# "Sexual Jihad"



## Marauder06 (Sep 21, 2013)

http://www.foxnews.com/world/2013/09/20/tunisian-women-waging-sex-jihad-in-syria/?intcmp=obinsite



> "They have sexual relations with 20, 30, 100" militants, the minister told members of the National Constituent Assembly on Thursday.
> 
> "After the sexual liaisons they have there in the name of 'jihad al-nikah' -- (sexual holy war, in Arabic) -- they come home pregnant," Ben Jeddou told the MPs.



Sounds legit!


----------



## DA SWO (Sep 21, 2013)

It was/is a very interesting article.  Especially considering how many women are stoned to death for adultery each year.


----------



## Mac_NZ (Sep 21, 2013)

A bit more adhoc than organising a gang bang on Craigs list like the bored suburbanites do.


----------



## Dame (Sep 22, 2013)

Mac_NZ said:


> A bit more adhoc than organising a gang bang on Craigs list like the bored suburbanites do.


Wait, what?


----------



## DA SWO (Sep 22, 2013)

Mac_NZ said:


> A bit more adhoc than organising a gang bang on Craigs list like the bored suburbanites do.


Really, never understood the allure of Craig's List.
Maybe this is why my in-laws are always "looking for a good deal" on CL.


----------



## LibraryLady (Sep 22, 2013)

SOWT said:


> Really, never understood the allure of Craig's List.
> Maybe this is why my in-laws are always "looking for a good deal" on CL.



Sold a car on it.

Bought a canoe on it.

I can see the appeal/allure, and also how easily it can be used for scamming.  Caveat emptor applies.  As does caveat vendor.  (I think I have that right)

LL


----------



## Teufel (Sep 22, 2013)

Sounds like my typical weekend.


----------



## DA SWO (Sep 22, 2013)

Teufel said:


> Sounds like my typical weekend.


Gang bangs, wow!
You are awesome


----------



## AWP (Sep 22, 2013)

You can't have a proper cream of mushroom soup without bacon...


----------



## RustyShackleford (Sep 22, 2013)

Teufel said:


> Sounds like my typical weekend.



Especially after those recruiting pics and videos!


----------



## Ranger Psych (Sep 22, 2013)

SOWT said:


> Really, never understood the allure of Craig's List.
> Maybe this is why my in-laws are always "looking for a good deal" on CL.
+++
TO DO
• 1. In the forum thread, which usernames head posts that quote an earlier post? Give each name once.
• 2. Echo the part of the forum thread starting at "Sold a car on" and ending at "Teufel (Sep 22, 2013)".
The data has no connection to the forum thread.

DATA PROVIDED
+++
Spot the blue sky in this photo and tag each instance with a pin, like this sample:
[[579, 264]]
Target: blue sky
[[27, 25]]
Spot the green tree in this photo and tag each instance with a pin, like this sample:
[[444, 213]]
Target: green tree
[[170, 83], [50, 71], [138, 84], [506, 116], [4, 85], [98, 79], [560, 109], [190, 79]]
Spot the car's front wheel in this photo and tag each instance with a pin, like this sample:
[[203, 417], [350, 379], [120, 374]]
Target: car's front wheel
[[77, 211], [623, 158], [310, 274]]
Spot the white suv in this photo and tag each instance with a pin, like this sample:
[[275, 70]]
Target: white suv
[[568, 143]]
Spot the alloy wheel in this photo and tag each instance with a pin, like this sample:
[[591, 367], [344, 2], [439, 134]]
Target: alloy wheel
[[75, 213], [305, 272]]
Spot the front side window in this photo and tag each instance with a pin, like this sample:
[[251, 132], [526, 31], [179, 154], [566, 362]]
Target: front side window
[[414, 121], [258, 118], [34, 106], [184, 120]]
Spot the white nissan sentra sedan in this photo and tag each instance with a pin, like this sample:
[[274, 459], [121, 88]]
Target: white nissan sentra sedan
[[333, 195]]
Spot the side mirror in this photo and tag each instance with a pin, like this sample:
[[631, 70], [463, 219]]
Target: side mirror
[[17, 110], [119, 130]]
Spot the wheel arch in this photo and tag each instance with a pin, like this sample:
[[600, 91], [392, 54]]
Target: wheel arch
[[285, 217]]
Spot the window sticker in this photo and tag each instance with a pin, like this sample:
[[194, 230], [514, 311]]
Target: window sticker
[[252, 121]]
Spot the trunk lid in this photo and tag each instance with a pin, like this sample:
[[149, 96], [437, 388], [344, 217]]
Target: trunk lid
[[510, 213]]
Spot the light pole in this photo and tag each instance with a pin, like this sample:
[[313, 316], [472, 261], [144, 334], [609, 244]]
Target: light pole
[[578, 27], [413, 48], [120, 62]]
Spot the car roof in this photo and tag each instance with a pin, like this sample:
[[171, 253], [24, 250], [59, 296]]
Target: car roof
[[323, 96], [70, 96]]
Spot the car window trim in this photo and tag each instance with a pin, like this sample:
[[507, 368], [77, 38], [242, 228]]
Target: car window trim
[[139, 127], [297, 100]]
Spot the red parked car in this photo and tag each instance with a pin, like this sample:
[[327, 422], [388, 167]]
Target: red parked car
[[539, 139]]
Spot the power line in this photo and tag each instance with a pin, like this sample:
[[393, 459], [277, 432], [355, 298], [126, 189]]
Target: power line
+++
ANSWERS TO THE EXERCISE
• 1. Dame, DA SWO, LibraryLady, RustyShackleford, Ranger Psych

• 2.
Sold a car on it.

Bought a canoe on it.

I can see the appeal/allure, and also how easily it can be used for scamming.  Caveat emptor applies.  As does caveat vendor.  (I think I have that right)

LL


----------



## Teufel (Sep 22, 2013)